• [Records provided]
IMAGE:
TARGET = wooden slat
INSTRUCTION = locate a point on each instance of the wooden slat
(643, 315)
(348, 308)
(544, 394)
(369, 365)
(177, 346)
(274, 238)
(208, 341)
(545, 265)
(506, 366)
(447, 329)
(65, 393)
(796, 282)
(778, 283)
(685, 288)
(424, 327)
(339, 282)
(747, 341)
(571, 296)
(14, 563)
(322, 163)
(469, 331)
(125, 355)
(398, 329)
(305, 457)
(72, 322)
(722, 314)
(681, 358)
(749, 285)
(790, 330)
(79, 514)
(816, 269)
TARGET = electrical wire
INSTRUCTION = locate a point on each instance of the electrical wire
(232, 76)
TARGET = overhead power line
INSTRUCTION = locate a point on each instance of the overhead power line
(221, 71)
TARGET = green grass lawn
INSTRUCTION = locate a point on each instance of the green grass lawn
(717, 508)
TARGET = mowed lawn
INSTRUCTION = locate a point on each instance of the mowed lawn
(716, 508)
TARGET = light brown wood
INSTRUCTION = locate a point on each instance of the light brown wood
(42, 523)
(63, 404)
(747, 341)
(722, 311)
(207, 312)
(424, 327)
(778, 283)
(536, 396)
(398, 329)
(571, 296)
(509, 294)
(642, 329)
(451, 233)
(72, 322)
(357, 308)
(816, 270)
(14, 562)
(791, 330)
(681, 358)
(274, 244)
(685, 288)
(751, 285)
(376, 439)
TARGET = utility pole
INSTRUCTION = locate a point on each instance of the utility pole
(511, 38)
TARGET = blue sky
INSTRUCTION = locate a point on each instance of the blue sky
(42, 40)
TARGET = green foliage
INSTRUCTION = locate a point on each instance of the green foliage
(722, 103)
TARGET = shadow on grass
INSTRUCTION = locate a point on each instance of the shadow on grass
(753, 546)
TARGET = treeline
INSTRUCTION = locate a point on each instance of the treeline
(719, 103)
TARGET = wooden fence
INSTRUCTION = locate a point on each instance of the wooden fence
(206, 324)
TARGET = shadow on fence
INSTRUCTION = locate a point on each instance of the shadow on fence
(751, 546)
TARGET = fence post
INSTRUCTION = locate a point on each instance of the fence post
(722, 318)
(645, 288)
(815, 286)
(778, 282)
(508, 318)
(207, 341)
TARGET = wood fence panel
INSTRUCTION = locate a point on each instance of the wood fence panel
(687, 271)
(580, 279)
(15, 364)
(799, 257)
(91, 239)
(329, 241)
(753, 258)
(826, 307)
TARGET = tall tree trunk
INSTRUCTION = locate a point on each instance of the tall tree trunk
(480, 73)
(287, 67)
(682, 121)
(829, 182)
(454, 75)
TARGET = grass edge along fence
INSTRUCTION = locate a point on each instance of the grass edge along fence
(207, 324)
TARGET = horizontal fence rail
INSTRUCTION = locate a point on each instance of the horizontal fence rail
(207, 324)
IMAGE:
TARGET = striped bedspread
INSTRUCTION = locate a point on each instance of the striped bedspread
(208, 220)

• [About this exercise] Once the line with "INSTRUCTION = locate a point on each instance of the fence" is located in the data above, repeat it and every later line through the end, exactly.

• [Response to the task]
INSTRUCTION = locate a point on each instance of the fence post
(722, 318)
(645, 288)
(815, 286)
(778, 282)
(508, 318)
(207, 341)
TARGET = wood fence panel
INSTRUCTION = locate a point on each instance of the wood fence panel
(687, 271)
(580, 279)
(15, 364)
(799, 257)
(91, 239)
(329, 241)
(753, 258)
(826, 307)
TARGET = tall tree trunk
INSTRUCTION = locate a point on each instance of the tall tree trunk
(480, 73)
(287, 67)
(682, 121)
(829, 182)
(454, 75)
TARGET = grass edge along fence
INSTRUCTION = locate a point on each instance of the grass edge along fence
(207, 324)
TARGET = horizontal fence rail
INSTRUCTION = locate a point on each instance of the horizontal fence rail
(207, 324)
IMAGE:
TARGET = striped bedspread
INSTRUCTION = locate a point on each instance of the striped bedspread
(208, 220)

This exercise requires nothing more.